**Exercise brief:** Please output the lines shown below exactly as they appear.
---------------
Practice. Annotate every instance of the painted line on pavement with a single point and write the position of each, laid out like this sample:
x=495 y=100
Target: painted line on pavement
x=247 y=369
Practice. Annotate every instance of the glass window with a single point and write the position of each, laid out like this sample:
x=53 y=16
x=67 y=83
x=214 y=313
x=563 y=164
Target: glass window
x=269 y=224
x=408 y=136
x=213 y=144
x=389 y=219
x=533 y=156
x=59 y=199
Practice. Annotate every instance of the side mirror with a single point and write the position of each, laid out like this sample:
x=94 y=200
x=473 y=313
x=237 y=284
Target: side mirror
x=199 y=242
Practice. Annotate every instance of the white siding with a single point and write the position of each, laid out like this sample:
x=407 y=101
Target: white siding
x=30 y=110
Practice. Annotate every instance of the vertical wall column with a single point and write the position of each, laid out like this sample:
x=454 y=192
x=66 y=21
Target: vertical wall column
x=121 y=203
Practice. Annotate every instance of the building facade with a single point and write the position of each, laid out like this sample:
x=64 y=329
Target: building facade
---------------
**Response to the task:**
Practice. Annotate every instance of the painted line on pavement with a single point and write the position of each, laid out like this sample:
x=495 y=100
Target: painted line on pavement
x=247 y=369
Practice. Annotate every instance of the glass window with a single point and write the position of each, laid out like this sample:
x=53 y=16
x=67 y=83
x=214 y=313
x=563 y=164
Target: glass window
x=269 y=224
x=408 y=136
x=213 y=144
x=389 y=219
x=533 y=156
x=59 y=199
Practice. Annotate every instance of the side mirror with a single point and write the position of each, laid out like this sample:
x=94 y=200
x=473 y=313
x=237 y=284
Target: side mirror
x=199 y=242
Practice. Annotate every instance of the white siding with a single point and write the position of each, laid out like this sample:
x=407 y=101
Target: white siding
x=30 y=110
Practice. Annotate every instance of the vertical wall column with a single point and write the position of each, laid out like this sample:
x=454 y=192
x=66 y=21
Target: vertical wall column
x=121 y=203
Practice. Annotate every instance of the building facade with a single point and write the position of each, laid out like this sample:
x=64 y=329
Target: building facade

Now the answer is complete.